## GIVEN REQUEST
Reproduce the lines of the items without any change, beginning with the line that contains "target: gray shirt" and continuing through the final line of the items, with both of those lines included.
* * *
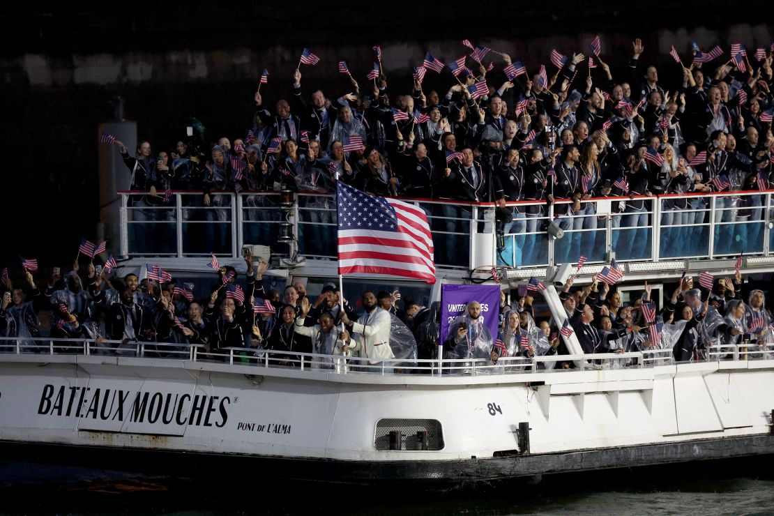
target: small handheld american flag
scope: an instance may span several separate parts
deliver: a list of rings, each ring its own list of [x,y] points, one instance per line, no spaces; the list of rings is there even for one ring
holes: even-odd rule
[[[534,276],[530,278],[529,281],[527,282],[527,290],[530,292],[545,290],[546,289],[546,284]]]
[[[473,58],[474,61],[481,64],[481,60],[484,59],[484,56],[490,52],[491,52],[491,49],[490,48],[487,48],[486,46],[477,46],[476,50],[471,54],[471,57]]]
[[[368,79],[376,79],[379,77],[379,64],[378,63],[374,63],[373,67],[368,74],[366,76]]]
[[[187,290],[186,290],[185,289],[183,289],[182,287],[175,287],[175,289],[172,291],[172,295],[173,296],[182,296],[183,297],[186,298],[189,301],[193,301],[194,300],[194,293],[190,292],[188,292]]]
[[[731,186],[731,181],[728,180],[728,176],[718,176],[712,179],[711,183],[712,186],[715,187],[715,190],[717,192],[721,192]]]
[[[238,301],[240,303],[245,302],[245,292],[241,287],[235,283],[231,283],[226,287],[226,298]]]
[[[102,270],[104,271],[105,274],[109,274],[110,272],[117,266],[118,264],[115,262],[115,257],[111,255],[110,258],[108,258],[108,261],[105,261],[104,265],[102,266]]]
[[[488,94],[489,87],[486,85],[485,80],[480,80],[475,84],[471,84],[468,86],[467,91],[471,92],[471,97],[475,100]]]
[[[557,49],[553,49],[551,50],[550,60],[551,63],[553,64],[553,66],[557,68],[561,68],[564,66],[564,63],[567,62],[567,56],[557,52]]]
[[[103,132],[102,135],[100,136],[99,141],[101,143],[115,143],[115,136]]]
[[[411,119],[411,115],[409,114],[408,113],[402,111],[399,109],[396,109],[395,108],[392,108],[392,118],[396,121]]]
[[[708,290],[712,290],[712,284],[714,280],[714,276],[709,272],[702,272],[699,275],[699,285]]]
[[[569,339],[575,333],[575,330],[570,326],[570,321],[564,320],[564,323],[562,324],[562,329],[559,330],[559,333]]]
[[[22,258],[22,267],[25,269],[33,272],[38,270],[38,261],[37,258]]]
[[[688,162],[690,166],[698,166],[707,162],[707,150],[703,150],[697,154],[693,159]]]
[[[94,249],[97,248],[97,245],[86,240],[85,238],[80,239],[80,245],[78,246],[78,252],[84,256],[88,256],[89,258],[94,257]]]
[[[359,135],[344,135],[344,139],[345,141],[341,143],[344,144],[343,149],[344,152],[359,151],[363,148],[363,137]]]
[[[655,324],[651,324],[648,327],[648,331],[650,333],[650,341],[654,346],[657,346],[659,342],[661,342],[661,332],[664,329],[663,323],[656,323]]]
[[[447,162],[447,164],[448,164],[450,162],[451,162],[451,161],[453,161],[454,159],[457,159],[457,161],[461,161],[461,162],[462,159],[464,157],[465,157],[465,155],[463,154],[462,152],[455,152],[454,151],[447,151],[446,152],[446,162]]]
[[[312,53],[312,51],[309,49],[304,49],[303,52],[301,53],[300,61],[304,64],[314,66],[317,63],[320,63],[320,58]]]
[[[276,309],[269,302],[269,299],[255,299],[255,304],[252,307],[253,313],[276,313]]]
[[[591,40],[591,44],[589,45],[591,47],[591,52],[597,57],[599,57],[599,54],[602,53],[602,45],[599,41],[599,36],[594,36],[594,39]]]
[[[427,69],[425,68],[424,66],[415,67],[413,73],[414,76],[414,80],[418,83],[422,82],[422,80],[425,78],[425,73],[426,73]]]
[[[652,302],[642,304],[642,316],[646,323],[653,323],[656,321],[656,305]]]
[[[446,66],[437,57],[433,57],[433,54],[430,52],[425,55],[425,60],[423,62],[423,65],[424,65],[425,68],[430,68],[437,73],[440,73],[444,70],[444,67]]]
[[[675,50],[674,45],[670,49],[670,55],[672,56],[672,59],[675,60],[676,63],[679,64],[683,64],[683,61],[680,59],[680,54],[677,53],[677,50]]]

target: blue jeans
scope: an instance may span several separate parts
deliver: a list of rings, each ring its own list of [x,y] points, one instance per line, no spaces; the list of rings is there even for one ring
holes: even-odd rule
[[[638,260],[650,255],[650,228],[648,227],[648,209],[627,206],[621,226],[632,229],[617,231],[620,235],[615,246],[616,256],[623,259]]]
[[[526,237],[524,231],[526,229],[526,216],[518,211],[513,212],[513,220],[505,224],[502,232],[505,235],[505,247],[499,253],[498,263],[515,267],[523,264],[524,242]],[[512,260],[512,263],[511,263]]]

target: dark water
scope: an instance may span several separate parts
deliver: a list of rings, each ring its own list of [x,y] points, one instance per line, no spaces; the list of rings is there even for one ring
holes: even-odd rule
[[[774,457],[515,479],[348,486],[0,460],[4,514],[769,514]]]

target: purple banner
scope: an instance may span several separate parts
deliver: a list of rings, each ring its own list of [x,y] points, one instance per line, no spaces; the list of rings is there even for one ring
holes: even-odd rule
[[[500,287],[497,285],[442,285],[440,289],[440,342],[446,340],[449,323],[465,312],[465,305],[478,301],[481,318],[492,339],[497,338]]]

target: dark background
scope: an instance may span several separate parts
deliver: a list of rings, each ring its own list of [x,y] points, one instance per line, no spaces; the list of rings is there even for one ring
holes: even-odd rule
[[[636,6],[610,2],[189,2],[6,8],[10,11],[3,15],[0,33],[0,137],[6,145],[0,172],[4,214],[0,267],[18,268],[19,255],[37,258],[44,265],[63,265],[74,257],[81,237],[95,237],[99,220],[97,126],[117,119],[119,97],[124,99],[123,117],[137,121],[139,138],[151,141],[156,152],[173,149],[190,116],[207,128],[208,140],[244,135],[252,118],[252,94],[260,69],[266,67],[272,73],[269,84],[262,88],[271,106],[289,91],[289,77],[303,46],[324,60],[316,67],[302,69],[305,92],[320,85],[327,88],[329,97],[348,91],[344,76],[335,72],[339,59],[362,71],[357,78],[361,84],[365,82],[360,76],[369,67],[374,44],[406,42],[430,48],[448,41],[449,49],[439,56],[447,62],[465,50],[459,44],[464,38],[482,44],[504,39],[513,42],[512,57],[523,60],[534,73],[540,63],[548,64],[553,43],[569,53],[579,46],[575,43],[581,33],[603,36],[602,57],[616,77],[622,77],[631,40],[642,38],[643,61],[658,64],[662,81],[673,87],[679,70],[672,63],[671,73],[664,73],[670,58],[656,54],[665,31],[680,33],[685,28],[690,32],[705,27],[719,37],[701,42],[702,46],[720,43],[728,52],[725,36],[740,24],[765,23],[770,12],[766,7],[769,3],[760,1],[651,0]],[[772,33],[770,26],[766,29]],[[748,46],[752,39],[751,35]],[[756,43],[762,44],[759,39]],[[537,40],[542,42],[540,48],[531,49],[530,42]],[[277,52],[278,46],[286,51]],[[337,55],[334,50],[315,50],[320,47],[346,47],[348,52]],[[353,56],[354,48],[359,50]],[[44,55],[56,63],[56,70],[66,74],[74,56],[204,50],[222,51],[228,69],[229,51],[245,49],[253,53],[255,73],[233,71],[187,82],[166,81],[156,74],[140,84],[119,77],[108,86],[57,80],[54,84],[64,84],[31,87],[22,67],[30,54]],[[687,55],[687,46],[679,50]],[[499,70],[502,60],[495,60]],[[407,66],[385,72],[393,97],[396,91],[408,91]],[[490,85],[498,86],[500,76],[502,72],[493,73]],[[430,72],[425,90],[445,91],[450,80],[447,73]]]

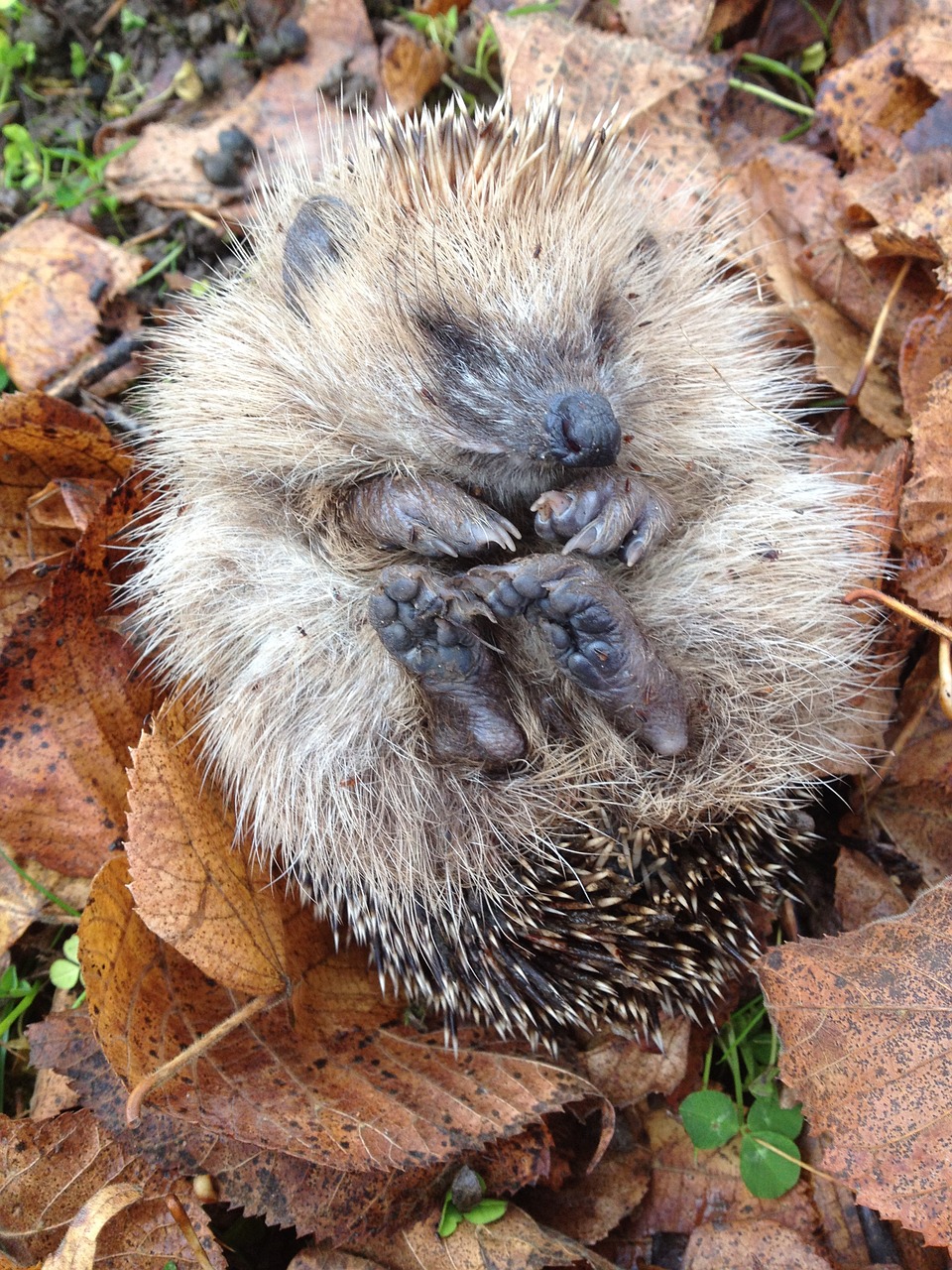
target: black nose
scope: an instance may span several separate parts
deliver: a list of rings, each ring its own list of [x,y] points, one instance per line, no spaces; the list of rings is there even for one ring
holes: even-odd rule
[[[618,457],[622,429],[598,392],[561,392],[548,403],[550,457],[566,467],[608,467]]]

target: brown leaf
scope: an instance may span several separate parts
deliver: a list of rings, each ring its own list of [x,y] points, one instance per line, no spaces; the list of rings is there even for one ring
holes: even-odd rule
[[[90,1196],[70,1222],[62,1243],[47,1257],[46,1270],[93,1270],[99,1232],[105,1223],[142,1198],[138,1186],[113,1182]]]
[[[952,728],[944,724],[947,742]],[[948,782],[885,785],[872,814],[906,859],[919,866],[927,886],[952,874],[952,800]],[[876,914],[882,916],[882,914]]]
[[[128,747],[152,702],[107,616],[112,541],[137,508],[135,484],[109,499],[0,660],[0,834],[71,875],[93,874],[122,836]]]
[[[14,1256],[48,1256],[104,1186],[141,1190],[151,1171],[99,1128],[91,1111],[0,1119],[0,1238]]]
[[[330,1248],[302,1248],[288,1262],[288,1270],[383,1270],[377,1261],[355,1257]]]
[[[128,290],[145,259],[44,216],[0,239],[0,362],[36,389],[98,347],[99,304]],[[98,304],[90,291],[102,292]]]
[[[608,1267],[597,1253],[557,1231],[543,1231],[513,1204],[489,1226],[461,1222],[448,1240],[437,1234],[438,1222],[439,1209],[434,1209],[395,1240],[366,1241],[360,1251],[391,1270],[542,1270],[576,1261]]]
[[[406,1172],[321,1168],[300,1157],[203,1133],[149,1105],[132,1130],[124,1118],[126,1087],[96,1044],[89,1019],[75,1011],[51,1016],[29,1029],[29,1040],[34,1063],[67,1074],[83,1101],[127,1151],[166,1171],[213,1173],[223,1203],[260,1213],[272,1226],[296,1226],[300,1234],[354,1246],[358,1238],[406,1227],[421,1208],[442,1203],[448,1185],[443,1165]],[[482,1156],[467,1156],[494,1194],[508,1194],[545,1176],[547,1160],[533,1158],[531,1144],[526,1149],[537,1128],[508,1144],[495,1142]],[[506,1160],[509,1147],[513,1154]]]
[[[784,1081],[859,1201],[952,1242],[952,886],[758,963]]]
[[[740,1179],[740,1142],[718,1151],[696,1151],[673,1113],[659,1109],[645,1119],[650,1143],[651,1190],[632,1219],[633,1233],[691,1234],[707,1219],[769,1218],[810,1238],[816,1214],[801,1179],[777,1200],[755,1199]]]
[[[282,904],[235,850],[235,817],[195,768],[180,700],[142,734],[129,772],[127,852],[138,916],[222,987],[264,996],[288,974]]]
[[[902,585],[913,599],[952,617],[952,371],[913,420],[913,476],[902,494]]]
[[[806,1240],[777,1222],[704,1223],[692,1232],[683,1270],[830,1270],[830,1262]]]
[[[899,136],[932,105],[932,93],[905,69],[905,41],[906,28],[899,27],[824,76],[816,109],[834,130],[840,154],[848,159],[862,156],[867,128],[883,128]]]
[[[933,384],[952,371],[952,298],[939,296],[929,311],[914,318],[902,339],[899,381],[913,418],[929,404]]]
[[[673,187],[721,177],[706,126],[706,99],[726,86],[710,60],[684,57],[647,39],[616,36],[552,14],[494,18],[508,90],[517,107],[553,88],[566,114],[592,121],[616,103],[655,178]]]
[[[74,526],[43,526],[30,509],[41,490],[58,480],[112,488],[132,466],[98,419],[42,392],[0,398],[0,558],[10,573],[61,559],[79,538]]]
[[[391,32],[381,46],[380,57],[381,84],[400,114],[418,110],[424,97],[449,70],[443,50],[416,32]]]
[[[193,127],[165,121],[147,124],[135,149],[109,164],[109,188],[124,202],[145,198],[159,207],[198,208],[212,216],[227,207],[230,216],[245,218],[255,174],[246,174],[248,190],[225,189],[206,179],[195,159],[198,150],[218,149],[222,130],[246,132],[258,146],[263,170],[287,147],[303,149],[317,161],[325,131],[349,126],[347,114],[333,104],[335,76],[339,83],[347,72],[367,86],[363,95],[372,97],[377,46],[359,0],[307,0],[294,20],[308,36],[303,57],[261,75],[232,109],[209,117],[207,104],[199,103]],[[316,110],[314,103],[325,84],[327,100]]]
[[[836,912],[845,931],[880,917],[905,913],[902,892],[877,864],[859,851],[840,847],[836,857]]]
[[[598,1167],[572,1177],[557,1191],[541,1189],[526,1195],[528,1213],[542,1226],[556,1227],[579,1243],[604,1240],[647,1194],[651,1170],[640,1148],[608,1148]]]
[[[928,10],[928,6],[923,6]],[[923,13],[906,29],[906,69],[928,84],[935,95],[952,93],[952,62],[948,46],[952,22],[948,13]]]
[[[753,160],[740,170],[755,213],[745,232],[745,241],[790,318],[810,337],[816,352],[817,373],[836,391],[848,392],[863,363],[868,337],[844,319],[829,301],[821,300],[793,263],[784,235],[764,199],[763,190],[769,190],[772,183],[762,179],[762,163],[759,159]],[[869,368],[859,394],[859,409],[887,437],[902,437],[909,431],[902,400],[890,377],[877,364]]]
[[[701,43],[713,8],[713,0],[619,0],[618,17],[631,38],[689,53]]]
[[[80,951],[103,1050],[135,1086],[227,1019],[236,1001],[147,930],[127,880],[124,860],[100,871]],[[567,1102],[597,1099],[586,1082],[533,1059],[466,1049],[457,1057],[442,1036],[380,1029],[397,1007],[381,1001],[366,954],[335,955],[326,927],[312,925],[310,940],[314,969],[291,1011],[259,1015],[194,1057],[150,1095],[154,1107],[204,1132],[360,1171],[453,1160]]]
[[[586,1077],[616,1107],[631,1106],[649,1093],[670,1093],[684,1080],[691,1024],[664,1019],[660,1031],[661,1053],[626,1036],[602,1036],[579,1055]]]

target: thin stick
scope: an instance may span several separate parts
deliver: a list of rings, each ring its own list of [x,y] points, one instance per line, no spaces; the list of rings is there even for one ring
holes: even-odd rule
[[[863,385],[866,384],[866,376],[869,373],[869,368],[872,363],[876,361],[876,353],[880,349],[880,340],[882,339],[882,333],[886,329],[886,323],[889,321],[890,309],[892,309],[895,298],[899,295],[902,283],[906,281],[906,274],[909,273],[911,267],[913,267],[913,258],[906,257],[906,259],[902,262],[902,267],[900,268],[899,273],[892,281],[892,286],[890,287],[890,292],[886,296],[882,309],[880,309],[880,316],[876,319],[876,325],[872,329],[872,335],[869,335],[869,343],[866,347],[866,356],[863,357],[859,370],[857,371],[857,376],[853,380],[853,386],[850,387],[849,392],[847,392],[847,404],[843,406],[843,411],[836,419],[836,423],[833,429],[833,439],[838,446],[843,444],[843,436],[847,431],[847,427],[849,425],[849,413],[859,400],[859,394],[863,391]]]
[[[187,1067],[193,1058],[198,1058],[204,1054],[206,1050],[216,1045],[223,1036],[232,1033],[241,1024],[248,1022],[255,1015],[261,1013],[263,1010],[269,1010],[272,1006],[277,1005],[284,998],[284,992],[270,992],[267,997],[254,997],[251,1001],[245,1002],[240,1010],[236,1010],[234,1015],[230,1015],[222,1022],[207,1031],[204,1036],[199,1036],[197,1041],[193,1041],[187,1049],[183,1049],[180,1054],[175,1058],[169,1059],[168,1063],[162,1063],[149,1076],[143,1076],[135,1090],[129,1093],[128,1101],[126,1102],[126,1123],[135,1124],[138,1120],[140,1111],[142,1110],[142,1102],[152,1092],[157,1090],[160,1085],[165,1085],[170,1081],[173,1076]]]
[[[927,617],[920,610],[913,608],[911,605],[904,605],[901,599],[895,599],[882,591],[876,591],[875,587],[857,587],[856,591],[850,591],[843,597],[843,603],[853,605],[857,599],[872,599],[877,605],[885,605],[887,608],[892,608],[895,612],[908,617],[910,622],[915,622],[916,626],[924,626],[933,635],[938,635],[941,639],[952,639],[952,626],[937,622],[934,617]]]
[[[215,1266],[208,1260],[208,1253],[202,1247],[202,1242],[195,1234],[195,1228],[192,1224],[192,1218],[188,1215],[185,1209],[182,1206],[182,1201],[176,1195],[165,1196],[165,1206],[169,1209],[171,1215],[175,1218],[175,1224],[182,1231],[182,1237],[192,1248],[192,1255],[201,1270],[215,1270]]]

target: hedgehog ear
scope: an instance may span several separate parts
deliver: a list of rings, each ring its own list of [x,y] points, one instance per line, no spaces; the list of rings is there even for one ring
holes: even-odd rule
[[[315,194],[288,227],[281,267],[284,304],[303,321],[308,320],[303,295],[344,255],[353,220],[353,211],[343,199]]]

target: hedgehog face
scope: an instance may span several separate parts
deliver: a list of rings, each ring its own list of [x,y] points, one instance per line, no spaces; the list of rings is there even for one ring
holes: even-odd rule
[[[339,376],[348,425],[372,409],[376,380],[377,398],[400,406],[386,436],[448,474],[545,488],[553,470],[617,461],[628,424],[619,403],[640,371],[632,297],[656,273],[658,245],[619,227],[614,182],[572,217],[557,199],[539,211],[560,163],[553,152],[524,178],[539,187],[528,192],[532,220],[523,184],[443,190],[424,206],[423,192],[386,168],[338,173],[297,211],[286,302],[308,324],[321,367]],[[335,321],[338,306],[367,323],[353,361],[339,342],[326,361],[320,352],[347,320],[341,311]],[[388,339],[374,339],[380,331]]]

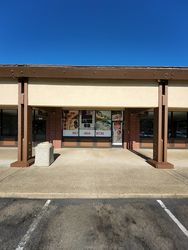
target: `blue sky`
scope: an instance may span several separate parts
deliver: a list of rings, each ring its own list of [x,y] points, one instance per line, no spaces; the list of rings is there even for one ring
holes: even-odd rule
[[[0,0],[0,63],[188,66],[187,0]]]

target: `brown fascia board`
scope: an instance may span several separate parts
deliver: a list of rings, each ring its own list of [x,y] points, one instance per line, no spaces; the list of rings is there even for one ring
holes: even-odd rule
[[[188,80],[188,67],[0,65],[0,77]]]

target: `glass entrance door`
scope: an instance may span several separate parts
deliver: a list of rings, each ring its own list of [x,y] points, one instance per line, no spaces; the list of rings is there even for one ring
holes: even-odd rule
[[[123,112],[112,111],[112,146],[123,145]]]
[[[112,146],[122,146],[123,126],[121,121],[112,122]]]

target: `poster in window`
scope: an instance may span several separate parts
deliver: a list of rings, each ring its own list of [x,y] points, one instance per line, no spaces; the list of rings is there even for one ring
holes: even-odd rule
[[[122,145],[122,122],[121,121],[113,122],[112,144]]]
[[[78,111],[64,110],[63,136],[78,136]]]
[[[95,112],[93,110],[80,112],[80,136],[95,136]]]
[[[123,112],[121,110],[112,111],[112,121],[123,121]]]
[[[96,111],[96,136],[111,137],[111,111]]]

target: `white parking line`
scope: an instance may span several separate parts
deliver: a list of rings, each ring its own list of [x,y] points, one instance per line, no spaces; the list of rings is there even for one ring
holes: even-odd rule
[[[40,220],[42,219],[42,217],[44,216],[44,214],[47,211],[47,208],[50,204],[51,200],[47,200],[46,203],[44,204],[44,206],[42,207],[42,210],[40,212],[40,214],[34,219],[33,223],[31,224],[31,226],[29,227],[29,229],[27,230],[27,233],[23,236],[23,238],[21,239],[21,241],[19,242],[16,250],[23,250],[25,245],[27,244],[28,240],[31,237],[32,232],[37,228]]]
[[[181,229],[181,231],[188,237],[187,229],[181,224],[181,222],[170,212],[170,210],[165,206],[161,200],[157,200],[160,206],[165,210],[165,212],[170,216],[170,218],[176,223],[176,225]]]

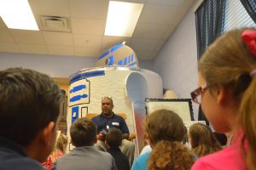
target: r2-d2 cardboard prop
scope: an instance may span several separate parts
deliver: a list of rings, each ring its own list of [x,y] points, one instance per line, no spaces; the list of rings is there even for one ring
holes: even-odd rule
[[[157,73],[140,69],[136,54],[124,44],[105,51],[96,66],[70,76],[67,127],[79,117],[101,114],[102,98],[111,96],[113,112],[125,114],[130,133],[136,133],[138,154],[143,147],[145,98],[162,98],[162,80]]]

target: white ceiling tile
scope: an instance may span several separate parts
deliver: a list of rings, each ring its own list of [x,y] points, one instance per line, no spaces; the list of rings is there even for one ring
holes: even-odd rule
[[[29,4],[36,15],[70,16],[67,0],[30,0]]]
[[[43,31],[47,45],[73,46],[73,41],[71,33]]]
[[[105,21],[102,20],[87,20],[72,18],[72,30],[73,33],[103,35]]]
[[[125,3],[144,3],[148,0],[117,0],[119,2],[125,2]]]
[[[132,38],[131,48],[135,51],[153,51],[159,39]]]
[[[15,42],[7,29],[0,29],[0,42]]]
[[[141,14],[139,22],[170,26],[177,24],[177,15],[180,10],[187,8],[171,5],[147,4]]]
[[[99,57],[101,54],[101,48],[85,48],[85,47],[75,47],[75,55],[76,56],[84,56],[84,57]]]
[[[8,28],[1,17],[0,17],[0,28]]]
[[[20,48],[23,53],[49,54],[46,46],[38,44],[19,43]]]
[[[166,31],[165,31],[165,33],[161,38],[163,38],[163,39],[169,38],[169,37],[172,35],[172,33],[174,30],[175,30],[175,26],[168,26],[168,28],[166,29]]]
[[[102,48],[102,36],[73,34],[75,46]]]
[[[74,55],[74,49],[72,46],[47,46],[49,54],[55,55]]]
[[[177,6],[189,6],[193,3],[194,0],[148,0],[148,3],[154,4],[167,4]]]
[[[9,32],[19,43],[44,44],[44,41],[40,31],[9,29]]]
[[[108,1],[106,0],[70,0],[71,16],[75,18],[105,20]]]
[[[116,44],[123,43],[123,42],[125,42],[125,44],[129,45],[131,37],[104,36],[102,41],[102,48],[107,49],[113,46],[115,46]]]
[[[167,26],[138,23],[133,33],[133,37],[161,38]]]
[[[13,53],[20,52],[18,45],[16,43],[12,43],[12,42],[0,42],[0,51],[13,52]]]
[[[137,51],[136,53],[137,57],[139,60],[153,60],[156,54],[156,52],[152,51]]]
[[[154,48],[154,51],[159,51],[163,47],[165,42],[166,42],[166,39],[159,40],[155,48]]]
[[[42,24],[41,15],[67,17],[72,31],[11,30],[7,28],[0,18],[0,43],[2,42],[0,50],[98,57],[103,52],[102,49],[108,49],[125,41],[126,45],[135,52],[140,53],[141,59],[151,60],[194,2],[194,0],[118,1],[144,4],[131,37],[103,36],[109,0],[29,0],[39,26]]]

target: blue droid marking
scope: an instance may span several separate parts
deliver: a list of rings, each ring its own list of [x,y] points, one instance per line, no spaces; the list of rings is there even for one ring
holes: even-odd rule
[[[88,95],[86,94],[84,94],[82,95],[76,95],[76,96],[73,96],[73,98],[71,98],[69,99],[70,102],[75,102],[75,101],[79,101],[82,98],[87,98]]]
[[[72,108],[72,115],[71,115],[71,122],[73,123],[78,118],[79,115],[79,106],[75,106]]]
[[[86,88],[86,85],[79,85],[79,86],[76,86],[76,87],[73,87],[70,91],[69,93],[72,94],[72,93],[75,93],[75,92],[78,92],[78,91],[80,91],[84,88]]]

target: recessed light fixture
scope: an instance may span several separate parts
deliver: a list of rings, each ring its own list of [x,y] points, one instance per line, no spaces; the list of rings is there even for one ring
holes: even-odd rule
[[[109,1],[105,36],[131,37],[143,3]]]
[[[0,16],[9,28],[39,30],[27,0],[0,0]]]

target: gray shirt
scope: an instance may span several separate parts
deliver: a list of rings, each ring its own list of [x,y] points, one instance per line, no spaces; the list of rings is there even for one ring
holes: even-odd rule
* * *
## ANSWER TO THE EXERCISE
target: gray shirt
scope: an instance may span several separate parts
deliver: a list of rings, each ring its own list of [x,y] points, one instance per line, no spaces; the list of rings is there even for one ring
holes: even-odd rule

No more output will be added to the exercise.